Instructions to follow
Rewrite the part of the records below that opens with the line containing "For this challenge, identify the floral" and closes with the line containing "point(33, 628)", both lines included, as a numbered list with one line per item and no blank lines.
━━━ Data records ━━━
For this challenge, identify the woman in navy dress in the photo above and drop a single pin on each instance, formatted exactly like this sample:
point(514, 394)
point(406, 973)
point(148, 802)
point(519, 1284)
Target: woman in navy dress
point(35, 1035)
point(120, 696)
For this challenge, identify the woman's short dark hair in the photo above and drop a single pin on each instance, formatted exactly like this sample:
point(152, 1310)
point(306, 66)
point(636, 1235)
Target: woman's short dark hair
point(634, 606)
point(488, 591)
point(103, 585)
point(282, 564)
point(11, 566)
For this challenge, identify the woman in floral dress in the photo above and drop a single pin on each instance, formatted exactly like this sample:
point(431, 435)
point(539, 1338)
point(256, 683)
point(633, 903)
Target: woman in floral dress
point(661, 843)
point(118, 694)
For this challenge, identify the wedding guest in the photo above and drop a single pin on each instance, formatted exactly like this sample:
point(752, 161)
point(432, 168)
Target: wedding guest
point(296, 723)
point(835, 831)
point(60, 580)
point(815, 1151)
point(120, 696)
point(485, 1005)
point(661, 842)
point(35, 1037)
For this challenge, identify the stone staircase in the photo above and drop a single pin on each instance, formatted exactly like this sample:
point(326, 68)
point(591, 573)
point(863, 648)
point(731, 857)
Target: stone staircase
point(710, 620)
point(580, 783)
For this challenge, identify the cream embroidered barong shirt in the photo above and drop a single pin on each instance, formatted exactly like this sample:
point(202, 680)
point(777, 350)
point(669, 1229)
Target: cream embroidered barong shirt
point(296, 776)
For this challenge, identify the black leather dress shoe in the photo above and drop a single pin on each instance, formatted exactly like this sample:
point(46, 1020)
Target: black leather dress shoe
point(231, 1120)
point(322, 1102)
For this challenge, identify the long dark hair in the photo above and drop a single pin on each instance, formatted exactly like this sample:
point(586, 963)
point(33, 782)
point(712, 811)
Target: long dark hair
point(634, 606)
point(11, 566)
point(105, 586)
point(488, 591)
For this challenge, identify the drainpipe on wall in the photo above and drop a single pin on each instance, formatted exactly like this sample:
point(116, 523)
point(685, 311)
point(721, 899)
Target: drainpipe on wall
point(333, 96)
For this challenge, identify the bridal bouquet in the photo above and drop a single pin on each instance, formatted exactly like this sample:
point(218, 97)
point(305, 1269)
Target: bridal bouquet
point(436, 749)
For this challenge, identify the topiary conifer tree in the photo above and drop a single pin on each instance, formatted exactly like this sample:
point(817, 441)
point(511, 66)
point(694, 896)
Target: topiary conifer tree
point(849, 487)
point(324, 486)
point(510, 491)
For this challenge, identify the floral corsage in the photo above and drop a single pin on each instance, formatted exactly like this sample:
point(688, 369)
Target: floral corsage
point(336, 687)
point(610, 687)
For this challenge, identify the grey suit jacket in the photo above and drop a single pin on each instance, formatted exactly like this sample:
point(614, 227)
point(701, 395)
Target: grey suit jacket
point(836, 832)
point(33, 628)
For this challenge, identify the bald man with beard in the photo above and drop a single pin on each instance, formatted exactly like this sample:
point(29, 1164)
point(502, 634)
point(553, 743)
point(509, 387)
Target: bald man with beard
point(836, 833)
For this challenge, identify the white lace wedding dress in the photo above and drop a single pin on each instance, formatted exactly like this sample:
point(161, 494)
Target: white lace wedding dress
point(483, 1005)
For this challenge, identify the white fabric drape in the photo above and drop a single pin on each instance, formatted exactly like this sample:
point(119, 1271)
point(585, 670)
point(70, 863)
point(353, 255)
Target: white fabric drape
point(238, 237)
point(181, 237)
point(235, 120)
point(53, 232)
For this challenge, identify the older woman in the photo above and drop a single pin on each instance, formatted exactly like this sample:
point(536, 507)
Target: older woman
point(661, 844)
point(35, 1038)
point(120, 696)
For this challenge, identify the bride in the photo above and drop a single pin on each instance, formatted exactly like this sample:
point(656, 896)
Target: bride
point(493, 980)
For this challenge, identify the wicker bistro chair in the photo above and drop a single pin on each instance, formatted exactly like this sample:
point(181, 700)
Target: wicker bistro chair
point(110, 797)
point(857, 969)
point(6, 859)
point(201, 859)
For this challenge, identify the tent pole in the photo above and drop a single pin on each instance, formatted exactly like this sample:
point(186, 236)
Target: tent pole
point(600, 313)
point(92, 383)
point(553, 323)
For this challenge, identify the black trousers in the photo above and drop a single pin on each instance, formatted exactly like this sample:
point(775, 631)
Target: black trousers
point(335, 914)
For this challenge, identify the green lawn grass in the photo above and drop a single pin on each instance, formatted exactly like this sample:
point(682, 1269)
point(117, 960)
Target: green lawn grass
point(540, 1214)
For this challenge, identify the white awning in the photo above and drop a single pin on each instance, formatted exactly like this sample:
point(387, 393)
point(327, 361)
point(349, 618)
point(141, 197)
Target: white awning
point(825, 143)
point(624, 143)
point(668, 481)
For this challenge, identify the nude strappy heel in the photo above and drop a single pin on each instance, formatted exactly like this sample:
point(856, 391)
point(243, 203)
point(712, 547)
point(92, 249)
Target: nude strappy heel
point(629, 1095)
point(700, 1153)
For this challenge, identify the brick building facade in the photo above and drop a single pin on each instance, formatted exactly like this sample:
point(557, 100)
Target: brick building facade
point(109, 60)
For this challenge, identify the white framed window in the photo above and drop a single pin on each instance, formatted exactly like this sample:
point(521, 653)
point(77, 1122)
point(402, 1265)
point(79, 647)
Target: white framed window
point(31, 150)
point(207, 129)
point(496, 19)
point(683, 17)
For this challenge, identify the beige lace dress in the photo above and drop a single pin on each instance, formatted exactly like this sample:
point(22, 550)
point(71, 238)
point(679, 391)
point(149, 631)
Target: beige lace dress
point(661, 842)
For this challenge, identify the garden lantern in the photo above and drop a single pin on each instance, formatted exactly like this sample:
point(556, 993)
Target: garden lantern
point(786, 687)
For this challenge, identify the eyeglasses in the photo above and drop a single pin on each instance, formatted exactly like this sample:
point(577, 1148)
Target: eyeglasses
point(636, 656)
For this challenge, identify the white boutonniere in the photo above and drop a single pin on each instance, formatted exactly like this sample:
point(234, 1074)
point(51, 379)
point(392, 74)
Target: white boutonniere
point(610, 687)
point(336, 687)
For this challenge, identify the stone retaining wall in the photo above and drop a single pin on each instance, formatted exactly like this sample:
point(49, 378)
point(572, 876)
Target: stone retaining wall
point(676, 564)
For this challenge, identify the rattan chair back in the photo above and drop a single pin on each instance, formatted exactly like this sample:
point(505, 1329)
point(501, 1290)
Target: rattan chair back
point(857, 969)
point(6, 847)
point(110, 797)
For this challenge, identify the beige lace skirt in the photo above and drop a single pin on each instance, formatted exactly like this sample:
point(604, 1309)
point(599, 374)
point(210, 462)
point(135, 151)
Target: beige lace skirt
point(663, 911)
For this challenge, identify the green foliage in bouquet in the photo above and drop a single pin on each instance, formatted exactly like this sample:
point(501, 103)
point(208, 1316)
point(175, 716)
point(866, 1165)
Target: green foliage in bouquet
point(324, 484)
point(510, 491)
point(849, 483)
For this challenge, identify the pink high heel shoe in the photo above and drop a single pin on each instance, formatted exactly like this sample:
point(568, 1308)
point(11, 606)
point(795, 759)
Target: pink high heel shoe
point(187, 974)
━━━
Answer in full
1. For this challenge, identify the floral corsage in the photo above and drop a single pin on each instance, formatted exactly like this sample:
2. point(688, 369)
3. Target: floral corsage
4. point(336, 687)
5. point(610, 687)
6. For this challenge, identify the grey suit jacket in the photo above and drop a single pin on each instance, formatted exactly like this sample:
7. point(614, 227)
8. point(701, 395)
9. Target: grey suit jacket
10. point(836, 832)
11. point(33, 628)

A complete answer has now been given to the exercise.